_ACTIVITY_:
Each line from the one containing "Target: white facade" to the end of the listing below should be repeated exactly, with no other line included.

_EXTRACTED MATERIAL_:
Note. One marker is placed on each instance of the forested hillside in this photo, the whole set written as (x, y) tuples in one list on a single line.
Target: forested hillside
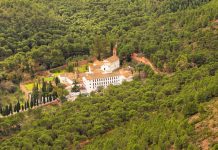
[(178, 36)]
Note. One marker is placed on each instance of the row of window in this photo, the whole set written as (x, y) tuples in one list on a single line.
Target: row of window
[(95, 85)]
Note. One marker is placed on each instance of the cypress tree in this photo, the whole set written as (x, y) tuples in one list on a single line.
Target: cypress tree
[(25, 106), (31, 104), (1, 109), (18, 106), (10, 109), (57, 81), (15, 108), (7, 111), (28, 104)]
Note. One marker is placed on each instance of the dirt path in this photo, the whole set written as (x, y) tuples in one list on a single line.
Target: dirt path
[(146, 61)]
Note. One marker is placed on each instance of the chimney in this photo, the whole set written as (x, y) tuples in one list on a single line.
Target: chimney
[(115, 50)]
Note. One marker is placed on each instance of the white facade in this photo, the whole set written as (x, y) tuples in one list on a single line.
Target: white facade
[(94, 84), (105, 73), (65, 80)]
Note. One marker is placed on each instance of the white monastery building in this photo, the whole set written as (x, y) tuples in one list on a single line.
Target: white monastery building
[(105, 73)]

_SOLUTION TO THIS TASK_:
Target: white facade
[(94, 84), (105, 73), (65, 80)]
Note. One marker is placed on each instance of the white monastery building in this photo, the whole set written as (x, y) tuples in one list on a single line.
Target: white monastery building
[(105, 73)]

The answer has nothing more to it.